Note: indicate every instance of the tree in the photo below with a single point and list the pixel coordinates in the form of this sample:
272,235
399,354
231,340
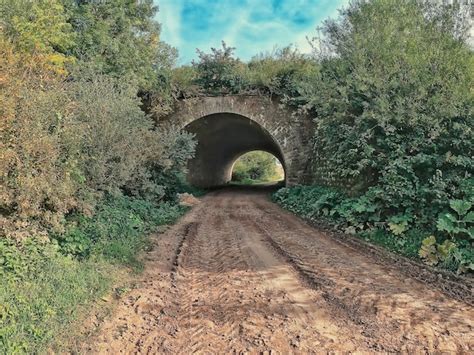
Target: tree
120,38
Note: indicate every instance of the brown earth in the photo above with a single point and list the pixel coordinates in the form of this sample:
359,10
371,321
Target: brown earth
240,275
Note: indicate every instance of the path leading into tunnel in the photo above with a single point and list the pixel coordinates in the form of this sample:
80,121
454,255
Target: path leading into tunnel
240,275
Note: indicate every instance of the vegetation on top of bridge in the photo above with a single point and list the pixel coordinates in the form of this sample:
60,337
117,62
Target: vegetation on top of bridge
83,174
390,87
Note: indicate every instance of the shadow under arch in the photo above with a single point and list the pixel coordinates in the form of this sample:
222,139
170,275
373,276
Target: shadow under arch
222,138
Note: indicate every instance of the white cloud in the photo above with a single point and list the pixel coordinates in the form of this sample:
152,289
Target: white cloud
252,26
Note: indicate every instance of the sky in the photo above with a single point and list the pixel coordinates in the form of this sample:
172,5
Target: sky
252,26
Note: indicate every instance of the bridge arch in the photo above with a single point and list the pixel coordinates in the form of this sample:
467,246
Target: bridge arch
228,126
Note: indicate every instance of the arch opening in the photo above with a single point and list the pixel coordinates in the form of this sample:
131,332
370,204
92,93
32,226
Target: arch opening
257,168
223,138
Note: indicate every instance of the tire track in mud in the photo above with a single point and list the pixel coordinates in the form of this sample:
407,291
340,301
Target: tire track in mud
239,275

* * *

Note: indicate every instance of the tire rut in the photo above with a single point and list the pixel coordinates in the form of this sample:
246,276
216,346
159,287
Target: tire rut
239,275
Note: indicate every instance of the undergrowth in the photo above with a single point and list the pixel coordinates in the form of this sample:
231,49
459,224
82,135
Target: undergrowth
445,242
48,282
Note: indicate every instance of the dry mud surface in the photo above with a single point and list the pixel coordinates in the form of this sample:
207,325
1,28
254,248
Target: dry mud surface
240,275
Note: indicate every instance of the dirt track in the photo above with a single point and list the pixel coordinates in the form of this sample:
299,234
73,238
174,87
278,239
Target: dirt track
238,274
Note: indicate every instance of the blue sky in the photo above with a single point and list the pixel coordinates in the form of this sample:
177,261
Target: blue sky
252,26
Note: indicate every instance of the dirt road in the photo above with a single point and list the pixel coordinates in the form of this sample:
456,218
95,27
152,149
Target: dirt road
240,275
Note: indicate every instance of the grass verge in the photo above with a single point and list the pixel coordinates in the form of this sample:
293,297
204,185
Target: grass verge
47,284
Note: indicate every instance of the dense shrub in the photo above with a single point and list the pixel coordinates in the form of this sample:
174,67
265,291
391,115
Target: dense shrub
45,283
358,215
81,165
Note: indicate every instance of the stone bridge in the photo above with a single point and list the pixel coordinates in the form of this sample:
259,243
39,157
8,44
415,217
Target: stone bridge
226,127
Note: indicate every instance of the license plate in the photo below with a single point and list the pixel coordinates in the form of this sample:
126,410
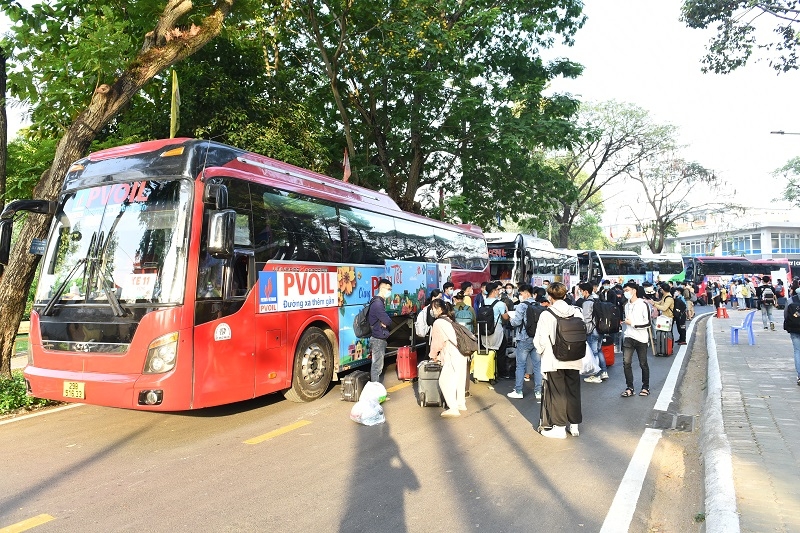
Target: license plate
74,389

▸ **THE EXERCISE**
Count the lines above that contain the string "blue", and reply with only that number.

▸ **SOLUTION FOR THIS PROBLEM**
2